__ASSIGNMENT__
A line-by-line copy of the material below is required.

--- START ---

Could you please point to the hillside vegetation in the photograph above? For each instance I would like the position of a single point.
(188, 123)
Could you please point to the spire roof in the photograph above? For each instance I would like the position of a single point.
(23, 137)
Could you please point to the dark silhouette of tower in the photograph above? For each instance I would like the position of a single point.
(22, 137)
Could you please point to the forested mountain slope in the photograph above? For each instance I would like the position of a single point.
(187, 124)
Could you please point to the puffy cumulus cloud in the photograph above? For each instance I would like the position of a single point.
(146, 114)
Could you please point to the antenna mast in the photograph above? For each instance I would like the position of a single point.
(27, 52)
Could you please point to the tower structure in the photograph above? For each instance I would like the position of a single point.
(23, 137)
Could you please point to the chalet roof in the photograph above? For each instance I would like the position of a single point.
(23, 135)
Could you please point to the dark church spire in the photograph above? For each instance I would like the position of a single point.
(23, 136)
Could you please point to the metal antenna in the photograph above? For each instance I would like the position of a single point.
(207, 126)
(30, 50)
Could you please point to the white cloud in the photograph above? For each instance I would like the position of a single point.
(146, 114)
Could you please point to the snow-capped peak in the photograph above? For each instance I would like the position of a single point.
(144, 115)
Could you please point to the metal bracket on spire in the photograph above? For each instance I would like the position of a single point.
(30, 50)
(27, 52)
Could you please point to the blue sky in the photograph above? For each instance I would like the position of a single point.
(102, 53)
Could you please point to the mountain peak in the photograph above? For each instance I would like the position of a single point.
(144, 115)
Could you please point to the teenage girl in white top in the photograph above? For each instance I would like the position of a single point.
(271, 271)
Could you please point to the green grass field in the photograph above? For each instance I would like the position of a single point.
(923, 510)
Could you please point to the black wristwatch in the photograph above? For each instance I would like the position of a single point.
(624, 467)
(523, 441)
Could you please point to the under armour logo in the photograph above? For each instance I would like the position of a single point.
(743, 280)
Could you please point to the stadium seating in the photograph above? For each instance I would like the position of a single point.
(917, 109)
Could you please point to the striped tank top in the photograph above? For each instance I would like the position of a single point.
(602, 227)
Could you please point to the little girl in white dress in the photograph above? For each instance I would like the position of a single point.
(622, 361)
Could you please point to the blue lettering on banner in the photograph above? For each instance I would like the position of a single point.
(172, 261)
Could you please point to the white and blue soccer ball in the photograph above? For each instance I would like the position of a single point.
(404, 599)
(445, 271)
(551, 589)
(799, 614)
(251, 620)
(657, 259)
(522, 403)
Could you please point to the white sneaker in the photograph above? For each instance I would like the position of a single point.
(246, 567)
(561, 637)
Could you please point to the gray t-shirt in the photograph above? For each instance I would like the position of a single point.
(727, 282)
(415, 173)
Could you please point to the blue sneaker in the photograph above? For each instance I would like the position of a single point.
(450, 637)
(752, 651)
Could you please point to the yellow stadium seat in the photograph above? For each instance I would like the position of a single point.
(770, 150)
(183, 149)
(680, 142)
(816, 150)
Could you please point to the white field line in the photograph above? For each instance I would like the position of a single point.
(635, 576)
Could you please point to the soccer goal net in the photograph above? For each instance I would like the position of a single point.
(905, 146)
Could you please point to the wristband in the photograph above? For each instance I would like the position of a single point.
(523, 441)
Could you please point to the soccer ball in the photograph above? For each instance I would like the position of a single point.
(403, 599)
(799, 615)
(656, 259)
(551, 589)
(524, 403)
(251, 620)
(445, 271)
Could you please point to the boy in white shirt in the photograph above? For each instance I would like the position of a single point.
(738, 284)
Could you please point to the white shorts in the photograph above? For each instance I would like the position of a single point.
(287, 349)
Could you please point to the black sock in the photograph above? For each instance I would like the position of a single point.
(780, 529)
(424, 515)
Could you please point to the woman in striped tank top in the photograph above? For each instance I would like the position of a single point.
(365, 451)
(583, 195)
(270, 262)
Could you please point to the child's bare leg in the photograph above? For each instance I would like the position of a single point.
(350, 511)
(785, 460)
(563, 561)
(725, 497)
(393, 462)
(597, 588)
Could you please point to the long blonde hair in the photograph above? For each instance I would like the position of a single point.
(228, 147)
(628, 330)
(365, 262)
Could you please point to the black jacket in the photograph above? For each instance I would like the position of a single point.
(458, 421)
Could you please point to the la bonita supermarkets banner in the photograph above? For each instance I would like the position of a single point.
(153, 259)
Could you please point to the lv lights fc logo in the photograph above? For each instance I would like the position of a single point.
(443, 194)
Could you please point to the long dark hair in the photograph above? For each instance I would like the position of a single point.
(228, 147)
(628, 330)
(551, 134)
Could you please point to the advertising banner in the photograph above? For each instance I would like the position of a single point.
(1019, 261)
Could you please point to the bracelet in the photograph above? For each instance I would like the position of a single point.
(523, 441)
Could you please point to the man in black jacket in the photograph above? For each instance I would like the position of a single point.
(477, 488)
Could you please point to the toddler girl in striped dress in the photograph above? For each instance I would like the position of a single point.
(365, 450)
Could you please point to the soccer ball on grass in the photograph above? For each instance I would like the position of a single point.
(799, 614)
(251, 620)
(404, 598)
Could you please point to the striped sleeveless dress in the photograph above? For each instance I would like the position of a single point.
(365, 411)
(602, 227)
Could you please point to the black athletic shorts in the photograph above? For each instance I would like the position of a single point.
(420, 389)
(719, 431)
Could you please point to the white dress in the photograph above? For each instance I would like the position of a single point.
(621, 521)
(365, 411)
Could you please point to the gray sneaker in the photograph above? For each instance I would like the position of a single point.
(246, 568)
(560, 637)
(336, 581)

--- END ---

__OUTPUT__
Could you please point to the hillside vegetation in the photograph above? For each instance I would like the position of a single point.
(188, 123)
Could you please point to the spire roof in the photograph above? For each instance I would like the position of a single point.
(23, 137)
Could you please point to the dark silhouette of tower in the photograph above? For each instance I would like the position of a single point.
(22, 137)
Could you please point to the forested mountain slope in the photograph above? For each instance I would like the position of a single point.
(187, 124)
Could you please point to the puffy cumulus cloud in the photograph above? For each instance I would like the position of a single point.
(146, 114)
Could you please point to the antenna mast in the photograph above? For each instance I would like the position of a single point.
(27, 52)
Could you please point to the tower structure in the photograph above? For each instance I would like the position of a single point.
(23, 137)
Could you please point to the chalet roof in the photograph above? For each instance I would like the position of a single point.
(23, 135)
Could you please point to the dark church spire in the photograph above? For each instance I would like the position of a single point.
(23, 136)
Could you please point to the metal antenna in the photograph above? For each instance I would like the position of a single point.
(207, 126)
(30, 50)
Could you please point to the white cloud in the photograph above? For each instance I would like the position of a single point.
(146, 114)
Could you please point to the snow-capped peak in the photograph above? For each instance I would like the position of a single point.
(144, 115)
Could you please point to the metal bracket on spire in the photograph above? For each instance I would like the position of a single point.
(30, 50)
(27, 52)
Could you please point to the blue sky in the photograph above? For each instance I would like the position of a single point.
(102, 53)
Could you please point to the mountain peak in the photograph above? For each instance I would like the position of a single point.
(144, 115)
Could you please point to the teenage girl in white top in the photograph above? For each instance I would like the position of a single point.
(271, 271)
Could you please point to the green grass field in the photograph above? For each instance I would like the position of a single point.
(923, 510)
Could you please point to the black wristwatch in the photograph above? For each instance I would like the position of a single point.
(624, 467)
(523, 441)
Could you please point to the under armour logo in the photograph above? For each instance I would like the position of a single point.
(743, 280)
Could you please point to the stadium seating in the photograph above? For each instance I would like the position of a single point.
(917, 109)
Could you please point to the striped tank top in the photograph above? For each instance I would like the position of a single point.
(602, 227)
Could you please point to the little girl in white dress in the photograph above? For each instance I would like the position of a single point.
(622, 361)
Could you please point to the blue lettering on banner in the photograph above? For each instance I would like the position of a single point.
(172, 261)
Could you please point to the white and blue soccer ball in the photograph above? For each instance I would like the position of a single point.
(404, 599)
(445, 271)
(551, 589)
(799, 614)
(251, 620)
(657, 259)
(522, 403)
Could you please point to the white sneaker in the photograph above? For each instance I would like the position of a single point.
(246, 567)
(561, 637)
Could you please point to the gray t-shirt in the photograph above? For each instance I would like the position of a single point.
(727, 282)
(415, 173)
Could you please point to the blue sneaker in the photograph above? For each instance I would like the position of a single point.
(450, 637)
(752, 651)
Could you please point to the yellow stadium seat in the photograph above? For each instance I would like the position of a single point.
(770, 150)
(183, 149)
(680, 142)
(816, 150)
Could you please point to the white field line in the photograph above? For each instance I would like the position of a single point.
(635, 576)
Could you please point to the soccer goal net in the photograph above? For each instance I would like the position of a single point.
(905, 146)
Could you please point to the wristband in the photograph above? For each instance I would like the position of a single point.
(523, 441)
Could you please point to the soccer ball in the photograph above? For each instance I would like the position of a single point.
(403, 599)
(799, 615)
(656, 259)
(551, 589)
(524, 403)
(251, 620)
(445, 271)
Could you please point to the boy in white shirt in the photograph above? For each instance I would like the position of a single point.
(738, 284)
Could you please point to the white shorts in the photograph above? For each instance I would like the position of a single point.
(287, 349)
Could you please point to the black sock in the photograph above? For each instance I would like the position of a single point.
(780, 529)
(424, 515)
Could you please point to the woman in striped tank top in the photograph above? For each instance I would like the position of a single point.
(365, 451)
(583, 195)
(270, 262)
Could you please point to the child's bare leg in the photograph above? For each instance I would like the position of a single point.
(350, 511)
(785, 460)
(563, 561)
(725, 497)
(393, 462)
(597, 588)
Could you please point to the long blonde hair in the photograph above? For each instance I would like the position of a single point.
(228, 147)
(628, 330)
(365, 262)
Could you please point to the black jacket in the photograph above? For each instance I would like the position of a single point.
(458, 421)
Could you please point to the la bonita supermarkets banner in the photograph above? For each instance I would like the position of a single point.
(153, 259)
Could you please point to the lv lights fc logo in the photograph above? For each instance I would like the position of a single point.
(443, 194)
Could you please point to the long dark hair in the photograph above? For each instance I would like the position of a single point.
(228, 147)
(628, 330)
(551, 134)
Could you please point to the advertising banner in the photograph above? For each instance I would like the position of a single point.
(1019, 261)
Could you please point to the bracelet in the photograph above? For each instance I would like the position of a single point.
(523, 441)
Could you please point to the man in black jacket in the photograph above? For each instance I would like the position of a single point.
(477, 488)
Could you please point to the toddler girl in striped dress in the photograph above? For each instance I would like the position of a single point.
(365, 450)
Could you please point to the soccer ball on grass in the photograph above? For each instance I would like the position of a single point.
(799, 614)
(251, 620)
(404, 598)
Could you please point to the striped sleeveless dress in the photograph above? For each instance I would like the position of a single point.
(365, 411)
(602, 227)
Could you please point to the black athletic shorts in the photograph above? For each instance I would like the position of a single point.
(420, 389)
(719, 431)
Could you please point to the white dress in the photograph above? For each instance I would like the position of a single point.
(621, 521)
(365, 411)
Could you please point to the gray sneaker in the photograph above? For each instance I would like the position of a single point.
(246, 568)
(560, 637)
(336, 581)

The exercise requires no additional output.